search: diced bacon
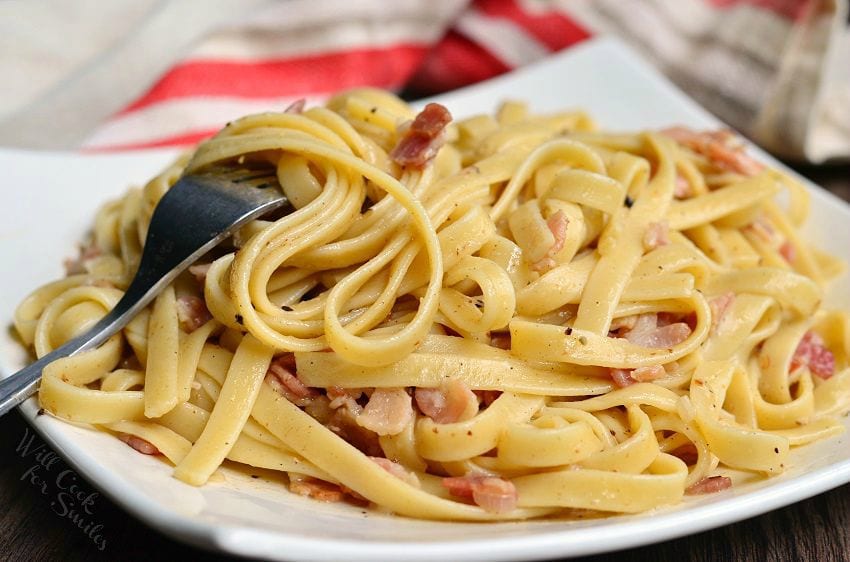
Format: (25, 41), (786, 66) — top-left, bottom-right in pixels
(490, 333), (511, 349)
(643, 221), (670, 250)
(413, 379), (478, 423)
(791, 330), (835, 379)
(283, 98), (307, 113)
(390, 103), (452, 168)
(64, 244), (103, 275)
(670, 443), (699, 466)
(442, 474), (518, 513)
(531, 211), (570, 271)
(661, 127), (764, 176)
(673, 175), (693, 199)
(266, 353), (319, 406)
(546, 211), (569, 256)
(685, 476), (732, 496)
(177, 295), (212, 334)
(325, 406), (384, 457)
(779, 240), (797, 264)
(369, 457), (420, 488)
(708, 291), (735, 330)
(357, 388), (414, 435)
(118, 433), (161, 455)
(609, 365), (667, 388)
(623, 314), (691, 349)
(608, 369), (637, 388)
(189, 263), (212, 285)
(472, 390), (502, 408)
(289, 478), (345, 502)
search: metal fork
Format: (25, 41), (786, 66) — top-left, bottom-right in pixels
(0, 162), (287, 416)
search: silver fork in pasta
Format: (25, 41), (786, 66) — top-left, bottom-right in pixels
(0, 166), (287, 416)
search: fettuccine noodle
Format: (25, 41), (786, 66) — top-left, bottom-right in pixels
(15, 90), (850, 520)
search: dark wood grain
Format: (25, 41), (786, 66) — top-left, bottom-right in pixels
(0, 165), (850, 562)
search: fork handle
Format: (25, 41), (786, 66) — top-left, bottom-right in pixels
(0, 266), (166, 417)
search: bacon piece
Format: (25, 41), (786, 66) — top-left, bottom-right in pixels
(325, 406), (384, 457)
(266, 353), (319, 406)
(189, 263), (212, 285)
(64, 243), (103, 275)
(661, 127), (764, 176)
(685, 476), (732, 496)
(791, 330), (835, 379)
(390, 103), (452, 168)
(357, 388), (414, 435)
(608, 365), (667, 388)
(177, 295), (212, 334)
(413, 379), (478, 423)
(643, 221), (670, 250)
(118, 433), (162, 455)
(779, 240), (797, 264)
(531, 211), (570, 271)
(369, 457), (420, 488)
(708, 291), (735, 330)
(289, 478), (345, 502)
(623, 314), (691, 349)
(670, 443), (699, 466)
(283, 98), (307, 114)
(608, 369), (637, 388)
(442, 474), (518, 513)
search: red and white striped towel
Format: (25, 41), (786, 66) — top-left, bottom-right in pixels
(0, 0), (850, 162)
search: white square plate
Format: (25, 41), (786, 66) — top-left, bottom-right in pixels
(0, 39), (850, 562)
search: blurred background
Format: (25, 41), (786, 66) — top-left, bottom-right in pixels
(0, 0), (850, 163)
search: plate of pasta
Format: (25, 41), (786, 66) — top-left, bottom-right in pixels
(0, 39), (850, 560)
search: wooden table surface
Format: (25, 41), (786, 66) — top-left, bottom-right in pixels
(0, 165), (850, 562)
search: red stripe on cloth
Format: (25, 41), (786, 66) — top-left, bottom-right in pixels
(709, 0), (804, 21)
(81, 128), (217, 154)
(410, 31), (511, 95)
(123, 44), (427, 112)
(473, 0), (591, 51)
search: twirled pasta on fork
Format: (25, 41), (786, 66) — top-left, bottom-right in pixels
(15, 90), (850, 520)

### Work to complete
Copy out every line above verbatim, omitting the picture.

### Reply to the exercise
search: diced bacon
Format: (25, 41), (786, 66) — top-left, bottom-right in pixels
(490, 333), (511, 349)
(643, 221), (670, 250)
(413, 379), (478, 423)
(791, 330), (835, 379)
(283, 98), (307, 113)
(390, 103), (452, 168)
(64, 244), (103, 275)
(670, 443), (699, 466)
(442, 474), (518, 513)
(531, 211), (570, 271)
(661, 127), (764, 176)
(673, 175), (693, 199)
(266, 353), (319, 406)
(546, 211), (569, 256)
(685, 476), (732, 496)
(177, 295), (212, 334)
(325, 406), (384, 457)
(779, 240), (797, 264)
(369, 457), (420, 488)
(708, 291), (735, 330)
(357, 388), (414, 435)
(118, 433), (161, 455)
(609, 365), (667, 388)
(623, 314), (691, 349)
(608, 369), (637, 388)
(189, 263), (212, 285)
(472, 390), (502, 408)
(289, 478), (345, 502)
search: metal fork
Format: (25, 41), (786, 66) — top-left, bottom-right in pixels
(0, 162), (287, 416)
search: silver fork in pasta
Format: (25, 41), (786, 66) — top-left, bottom-right in pixels
(0, 166), (287, 416)
search: fettuccine noodle
Format: (25, 41), (786, 66) — top-left, bottom-right in pixels
(15, 90), (850, 520)
search: dark wood grain
Format: (25, 41), (786, 66) — top-left, bottom-right in pixels
(0, 165), (850, 562)
search: fork handle
Format: (25, 41), (786, 66) — top-left, bottom-right in pixels
(0, 266), (166, 417)
search: bacon piece
Format: (25, 41), (786, 66) — top-left, bottom-right in pixels
(325, 406), (384, 457)
(266, 353), (319, 406)
(189, 263), (212, 285)
(64, 243), (103, 275)
(661, 127), (764, 176)
(685, 476), (732, 496)
(791, 330), (835, 379)
(390, 103), (452, 168)
(357, 388), (414, 435)
(608, 365), (667, 388)
(177, 295), (212, 334)
(413, 379), (478, 423)
(643, 221), (670, 250)
(118, 433), (162, 455)
(779, 240), (797, 264)
(531, 211), (570, 271)
(369, 457), (420, 488)
(708, 291), (735, 330)
(289, 478), (345, 502)
(623, 314), (691, 349)
(670, 443), (699, 466)
(283, 98), (307, 114)
(608, 369), (637, 388)
(442, 474), (518, 513)
search: red and white striped towel
Format: (25, 41), (786, 66) — top-left, bottom-right in pixels
(0, 0), (850, 162)
search: white square plate
Format: (25, 41), (786, 66) — top-left, bottom-right in pixels
(0, 39), (850, 562)
search: blurred background
Format: (25, 41), (786, 66) — top-left, bottom-right in pixels
(0, 0), (850, 163)
search: plate of pasta
Format: (25, 41), (786, 66) — top-left, bottom-right in pixels
(0, 39), (850, 560)
search: wooden table surface
Format: (25, 41), (786, 66) — top-left, bottom-right in pixels
(0, 165), (850, 562)
search: red stripe on cloth
Format: (25, 41), (786, 66) — top-left, bottom-right in pixels
(709, 0), (804, 21)
(81, 128), (217, 154)
(410, 31), (511, 95)
(123, 44), (427, 112)
(473, 0), (591, 51)
search: twirled pasta on fork
Format: (25, 41), (786, 66) — top-left, bottom-right in pixels
(15, 90), (850, 520)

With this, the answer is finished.